>>>
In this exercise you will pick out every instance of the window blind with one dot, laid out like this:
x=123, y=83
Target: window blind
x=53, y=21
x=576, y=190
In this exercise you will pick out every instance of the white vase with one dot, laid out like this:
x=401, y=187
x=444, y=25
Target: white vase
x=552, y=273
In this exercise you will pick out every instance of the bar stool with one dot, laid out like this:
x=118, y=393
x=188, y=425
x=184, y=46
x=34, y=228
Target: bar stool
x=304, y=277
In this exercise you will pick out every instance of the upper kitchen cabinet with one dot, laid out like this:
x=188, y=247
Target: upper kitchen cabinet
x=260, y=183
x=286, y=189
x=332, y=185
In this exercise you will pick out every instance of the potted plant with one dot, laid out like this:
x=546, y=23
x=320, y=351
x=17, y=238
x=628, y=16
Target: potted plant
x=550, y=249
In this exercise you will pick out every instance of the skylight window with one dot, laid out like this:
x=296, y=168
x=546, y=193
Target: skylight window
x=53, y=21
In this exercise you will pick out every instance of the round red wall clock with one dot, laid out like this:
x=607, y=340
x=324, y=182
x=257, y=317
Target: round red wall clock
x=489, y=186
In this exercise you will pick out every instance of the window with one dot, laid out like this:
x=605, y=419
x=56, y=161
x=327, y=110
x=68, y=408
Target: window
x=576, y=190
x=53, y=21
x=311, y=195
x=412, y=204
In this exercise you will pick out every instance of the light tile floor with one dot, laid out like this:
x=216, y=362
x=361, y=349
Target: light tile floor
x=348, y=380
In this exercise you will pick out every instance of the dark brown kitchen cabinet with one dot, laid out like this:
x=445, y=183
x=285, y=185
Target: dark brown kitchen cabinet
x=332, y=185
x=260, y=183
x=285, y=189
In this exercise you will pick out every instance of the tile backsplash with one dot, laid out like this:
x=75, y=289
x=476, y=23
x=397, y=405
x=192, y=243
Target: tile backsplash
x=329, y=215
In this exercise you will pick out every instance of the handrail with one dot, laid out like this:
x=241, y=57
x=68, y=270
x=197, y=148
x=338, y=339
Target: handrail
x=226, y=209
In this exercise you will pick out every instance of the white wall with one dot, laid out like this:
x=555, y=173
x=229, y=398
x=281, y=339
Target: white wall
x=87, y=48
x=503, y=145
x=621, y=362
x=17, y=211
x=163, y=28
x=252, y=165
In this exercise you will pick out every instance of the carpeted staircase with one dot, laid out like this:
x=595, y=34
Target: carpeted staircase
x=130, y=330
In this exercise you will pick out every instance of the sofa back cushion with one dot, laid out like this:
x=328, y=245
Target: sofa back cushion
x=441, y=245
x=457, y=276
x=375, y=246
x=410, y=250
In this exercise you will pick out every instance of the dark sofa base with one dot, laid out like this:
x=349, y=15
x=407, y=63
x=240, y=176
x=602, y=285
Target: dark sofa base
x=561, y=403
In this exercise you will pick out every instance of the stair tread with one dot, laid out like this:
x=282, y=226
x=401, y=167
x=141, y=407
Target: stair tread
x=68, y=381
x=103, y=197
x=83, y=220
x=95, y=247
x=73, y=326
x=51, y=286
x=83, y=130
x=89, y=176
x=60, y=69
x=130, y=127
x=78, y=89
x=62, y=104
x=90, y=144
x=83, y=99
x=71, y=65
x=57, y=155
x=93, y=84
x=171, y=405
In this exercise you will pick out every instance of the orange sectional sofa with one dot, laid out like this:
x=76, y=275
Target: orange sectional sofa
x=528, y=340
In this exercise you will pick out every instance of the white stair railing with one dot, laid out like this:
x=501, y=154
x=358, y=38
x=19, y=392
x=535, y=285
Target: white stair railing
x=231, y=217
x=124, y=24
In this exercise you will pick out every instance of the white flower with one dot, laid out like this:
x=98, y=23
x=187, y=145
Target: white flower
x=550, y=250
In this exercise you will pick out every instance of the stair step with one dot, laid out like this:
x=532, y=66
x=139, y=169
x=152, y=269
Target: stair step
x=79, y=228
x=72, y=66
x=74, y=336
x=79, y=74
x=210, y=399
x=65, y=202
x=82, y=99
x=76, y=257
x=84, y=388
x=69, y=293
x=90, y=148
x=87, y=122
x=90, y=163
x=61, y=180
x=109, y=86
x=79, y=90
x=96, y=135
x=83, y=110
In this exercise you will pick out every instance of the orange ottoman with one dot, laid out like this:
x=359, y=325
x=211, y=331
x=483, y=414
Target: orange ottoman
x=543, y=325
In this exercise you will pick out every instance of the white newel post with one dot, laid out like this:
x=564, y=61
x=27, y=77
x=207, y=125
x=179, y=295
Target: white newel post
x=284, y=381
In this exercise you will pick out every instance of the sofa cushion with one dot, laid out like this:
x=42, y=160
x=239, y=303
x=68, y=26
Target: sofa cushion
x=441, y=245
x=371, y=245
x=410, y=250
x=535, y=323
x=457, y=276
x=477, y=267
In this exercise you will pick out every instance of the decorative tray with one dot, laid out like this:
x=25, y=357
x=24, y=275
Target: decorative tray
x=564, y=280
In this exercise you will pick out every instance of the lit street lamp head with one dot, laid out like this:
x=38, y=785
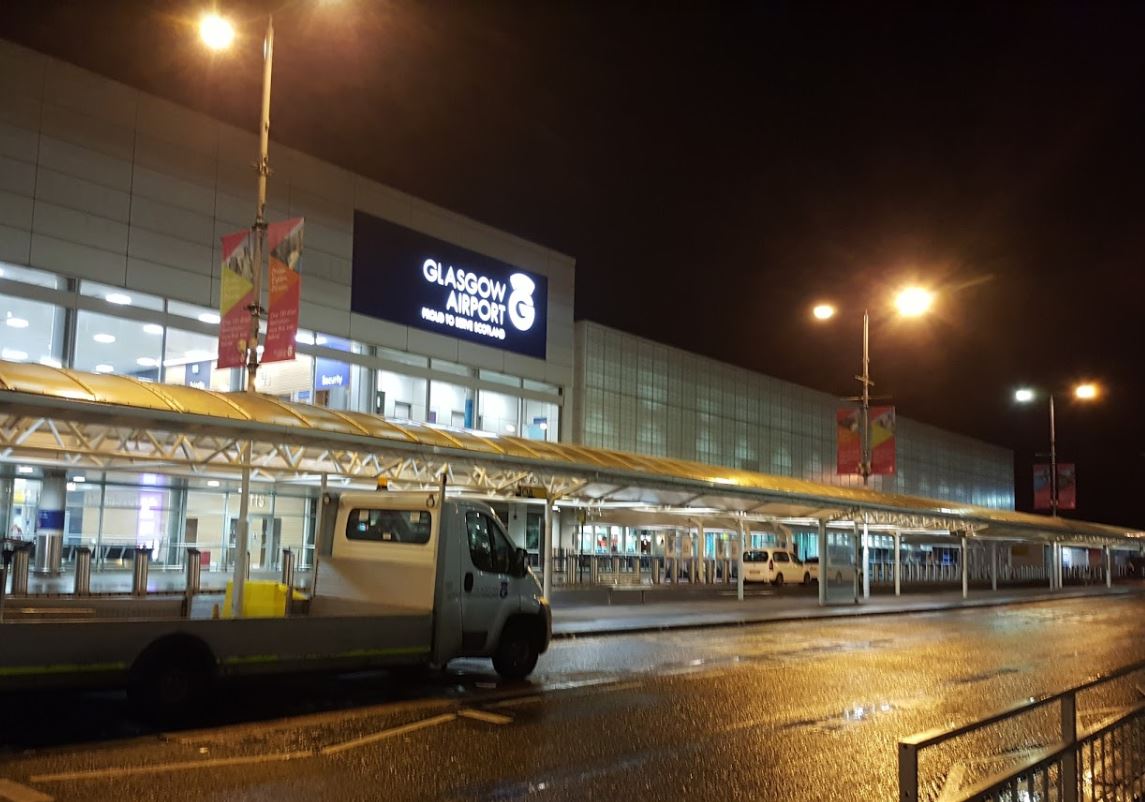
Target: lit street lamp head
x=215, y=32
x=823, y=312
x=1086, y=392
x=914, y=301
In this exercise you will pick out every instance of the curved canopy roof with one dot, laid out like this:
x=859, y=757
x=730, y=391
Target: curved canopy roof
x=105, y=419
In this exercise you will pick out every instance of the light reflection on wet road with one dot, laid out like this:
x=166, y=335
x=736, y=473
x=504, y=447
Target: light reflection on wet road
x=780, y=712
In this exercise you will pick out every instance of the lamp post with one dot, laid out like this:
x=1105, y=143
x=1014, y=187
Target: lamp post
x=218, y=34
x=1087, y=391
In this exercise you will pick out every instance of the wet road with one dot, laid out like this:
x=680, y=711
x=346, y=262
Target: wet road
x=779, y=712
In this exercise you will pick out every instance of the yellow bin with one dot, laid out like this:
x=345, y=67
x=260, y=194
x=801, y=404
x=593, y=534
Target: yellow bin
x=261, y=599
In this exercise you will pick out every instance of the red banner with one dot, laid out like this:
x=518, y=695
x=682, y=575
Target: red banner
x=882, y=440
x=236, y=295
x=849, y=440
x=284, y=242
x=1067, y=486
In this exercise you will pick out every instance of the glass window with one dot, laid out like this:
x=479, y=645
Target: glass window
x=489, y=549
x=25, y=275
x=190, y=360
x=31, y=331
x=498, y=413
x=200, y=313
x=402, y=398
x=450, y=405
x=119, y=296
x=388, y=526
x=115, y=345
x=402, y=356
x=499, y=378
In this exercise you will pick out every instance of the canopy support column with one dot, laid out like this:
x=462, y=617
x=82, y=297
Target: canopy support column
x=739, y=565
x=547, y=565
x=898, y=563
x=822, y=563
x=965, y=575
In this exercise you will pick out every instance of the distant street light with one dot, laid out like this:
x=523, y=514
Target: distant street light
x=1087, y=391
x=215, y=32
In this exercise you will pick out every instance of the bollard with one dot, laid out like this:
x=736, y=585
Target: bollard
x=20, y=572
x=83, y=571
x=141, y=565
x=287, y=568
x=194, y=572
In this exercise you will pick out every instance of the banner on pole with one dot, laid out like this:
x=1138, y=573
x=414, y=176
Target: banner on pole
x=849, y=440
x=1043, y=490
x=1067, y=486
x=882, y=440
x=236, y=295
x=284, y=243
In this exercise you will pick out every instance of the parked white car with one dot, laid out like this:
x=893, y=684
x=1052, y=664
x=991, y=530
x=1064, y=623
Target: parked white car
x=776, y=566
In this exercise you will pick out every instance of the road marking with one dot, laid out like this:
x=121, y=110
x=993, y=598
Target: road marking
x=15, y=792
x=518, y=702
x=373, y=738
x=486, y=716
x=160, y=768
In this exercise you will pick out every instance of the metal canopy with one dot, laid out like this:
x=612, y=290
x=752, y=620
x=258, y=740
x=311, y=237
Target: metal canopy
x=77, y=419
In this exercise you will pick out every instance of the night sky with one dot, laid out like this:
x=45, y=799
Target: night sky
x=716, y=168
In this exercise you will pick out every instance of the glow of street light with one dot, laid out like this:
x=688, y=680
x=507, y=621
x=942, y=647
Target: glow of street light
x=914, y=301
x=823, y=312
x=1086, y=392
x=215, y=32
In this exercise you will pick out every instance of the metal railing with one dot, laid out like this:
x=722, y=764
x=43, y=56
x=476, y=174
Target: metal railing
x=1103, y=763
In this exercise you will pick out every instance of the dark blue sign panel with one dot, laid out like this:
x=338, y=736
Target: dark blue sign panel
x=409, y=277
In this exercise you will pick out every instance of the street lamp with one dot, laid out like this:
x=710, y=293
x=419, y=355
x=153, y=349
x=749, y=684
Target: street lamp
x=1087, y=391
x=218, y=33
x=910, y=301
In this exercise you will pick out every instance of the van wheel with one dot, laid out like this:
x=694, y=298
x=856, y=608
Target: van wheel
x=168, y=683
x=516, y=653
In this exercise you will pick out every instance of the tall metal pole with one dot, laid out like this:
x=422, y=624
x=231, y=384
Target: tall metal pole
x=252, y=343
x=1053, y=463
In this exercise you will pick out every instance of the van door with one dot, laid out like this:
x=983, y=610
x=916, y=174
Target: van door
x=486, y=581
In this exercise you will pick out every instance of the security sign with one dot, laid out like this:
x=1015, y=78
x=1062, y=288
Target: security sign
x=409, y=277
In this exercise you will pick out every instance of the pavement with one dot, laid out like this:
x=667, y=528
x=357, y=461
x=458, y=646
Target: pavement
x=796, y=712
x=573, y=618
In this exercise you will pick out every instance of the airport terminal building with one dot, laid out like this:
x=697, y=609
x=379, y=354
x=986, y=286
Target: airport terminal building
x=112, y=204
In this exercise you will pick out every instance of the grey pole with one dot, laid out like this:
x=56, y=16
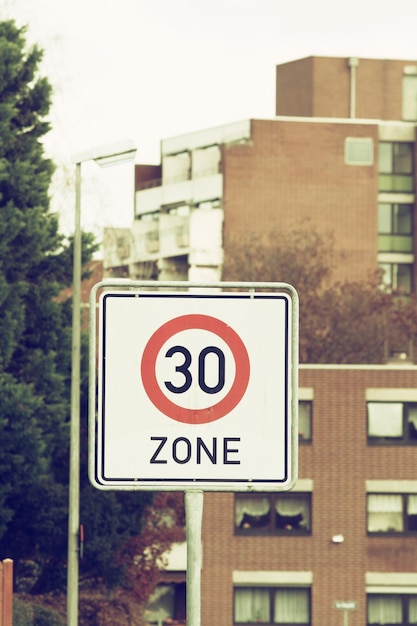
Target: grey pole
x=193, y=518
x=74, y=468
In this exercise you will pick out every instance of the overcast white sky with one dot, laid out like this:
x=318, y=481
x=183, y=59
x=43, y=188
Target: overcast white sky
x=151, y=69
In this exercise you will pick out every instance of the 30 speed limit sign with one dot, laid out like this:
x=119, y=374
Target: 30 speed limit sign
x=195, y=390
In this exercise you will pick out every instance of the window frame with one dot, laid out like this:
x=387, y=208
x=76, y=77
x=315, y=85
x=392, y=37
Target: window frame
x=407, y=531
x=393, y=176
x=404, y=597
x=390, y=269
x=272, y=529
x=394, y=239
x=272, y=590
x=301, y=438
x=384, y=440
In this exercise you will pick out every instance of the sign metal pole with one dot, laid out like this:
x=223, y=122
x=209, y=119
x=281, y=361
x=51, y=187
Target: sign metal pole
x=193, y=518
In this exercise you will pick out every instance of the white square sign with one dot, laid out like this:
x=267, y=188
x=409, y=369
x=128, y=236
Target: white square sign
x=195, y=390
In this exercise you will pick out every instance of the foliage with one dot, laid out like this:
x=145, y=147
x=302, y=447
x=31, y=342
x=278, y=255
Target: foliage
x=349, y=322
x=35, y=326
x=35, y=358
x=143, y=556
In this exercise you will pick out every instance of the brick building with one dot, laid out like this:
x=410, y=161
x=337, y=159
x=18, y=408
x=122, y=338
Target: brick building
x=340, y=153
x=341, y=546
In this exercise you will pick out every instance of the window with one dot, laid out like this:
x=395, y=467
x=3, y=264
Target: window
x=410, y=93
x=395, y=227
x=263, y=605
x=392, y=422
x=397, y=276
x=273, y=514
x=392, y=609
x=167, y=604
x=392, y=513
x=359, y=151
x=396, y=167
x=305, y=408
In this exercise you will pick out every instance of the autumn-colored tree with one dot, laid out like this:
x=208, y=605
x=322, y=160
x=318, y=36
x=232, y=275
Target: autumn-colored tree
x=143, y=556
x=349, y=322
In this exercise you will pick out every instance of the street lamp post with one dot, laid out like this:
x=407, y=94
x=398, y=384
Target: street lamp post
x=107, y=155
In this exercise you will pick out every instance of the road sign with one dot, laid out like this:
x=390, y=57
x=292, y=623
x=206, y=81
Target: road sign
x=195, y=390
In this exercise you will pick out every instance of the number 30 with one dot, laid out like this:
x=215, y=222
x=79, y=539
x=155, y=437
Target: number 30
x=184, y=369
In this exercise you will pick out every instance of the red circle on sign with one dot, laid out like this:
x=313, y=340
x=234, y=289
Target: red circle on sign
x=160, y=400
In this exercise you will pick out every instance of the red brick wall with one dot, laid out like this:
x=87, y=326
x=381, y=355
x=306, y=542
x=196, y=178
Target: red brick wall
x=293, y=172
x=320, y=87
x=339, y=461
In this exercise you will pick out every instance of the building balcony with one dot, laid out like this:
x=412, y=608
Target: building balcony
x=192, y=192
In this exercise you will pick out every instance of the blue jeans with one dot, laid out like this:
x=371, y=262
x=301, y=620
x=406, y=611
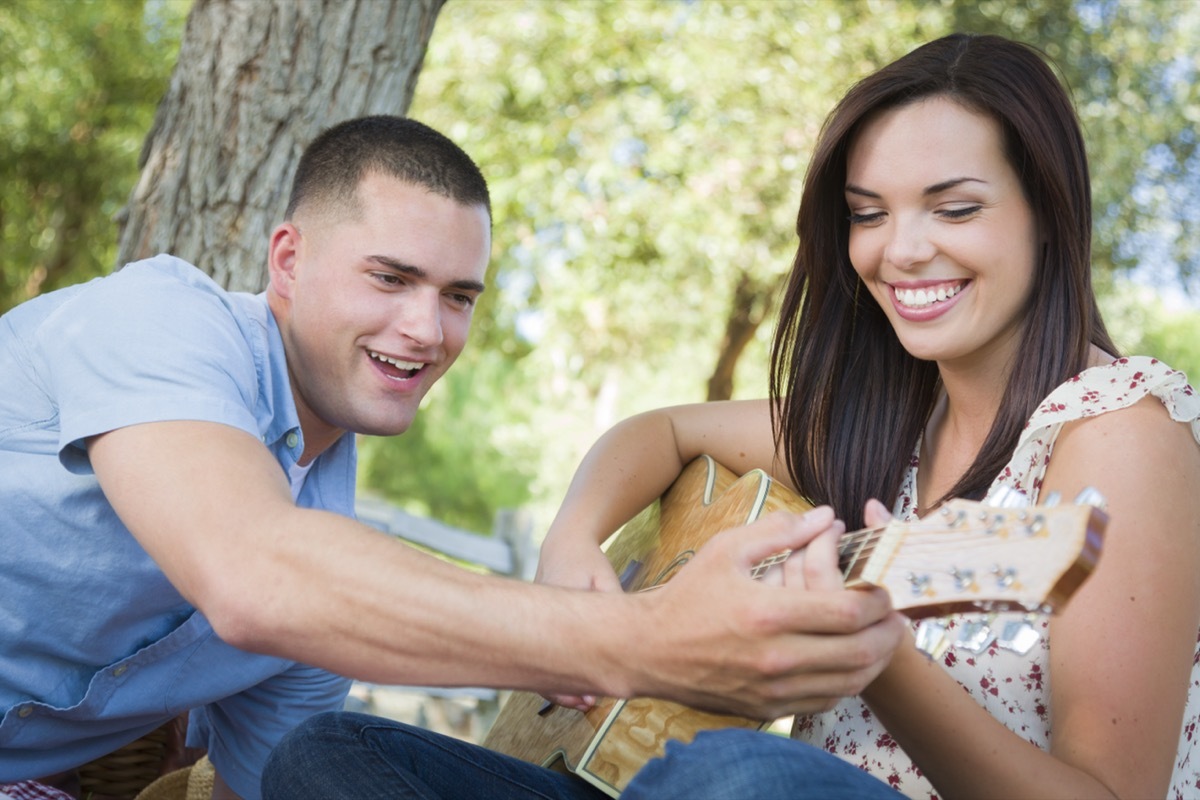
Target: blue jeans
x=358, y=757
<<<
• _Work to be completed_
Quote the listing word for word from its first line through the line in which "x=546, y=23" appears.

• _Written response_
In this exercise you will pick out every instance of the window blind with one dot, laid out like this:
x=123, y=83
Target: window blind
x=53, y=21
x=576, y=190
In this exercise you will pick out every instance of the white vase with one dot, laid out like this:
x=401, y=187
x=444, y=25
Target: white vase
x=552, y=273
In this exercise you will pick out every instance of the bar stool with one dot, laid out like this:
x=118, y=393
x=188, y=425
x=184, y=46
x=34, y=228
Target: bar stool
x=304, y=277
In this exercise you will pick out every instance of the upper kitchen cabinet with one dot, laid out like this:
x=188, y=247
Target: upper kitchen cabinet
x=260, y=183
x=286, y=189
x=332, y=185
In this exercise you will pick out every instance of the potted plant with one dot, laid out like this:
x=546, y=23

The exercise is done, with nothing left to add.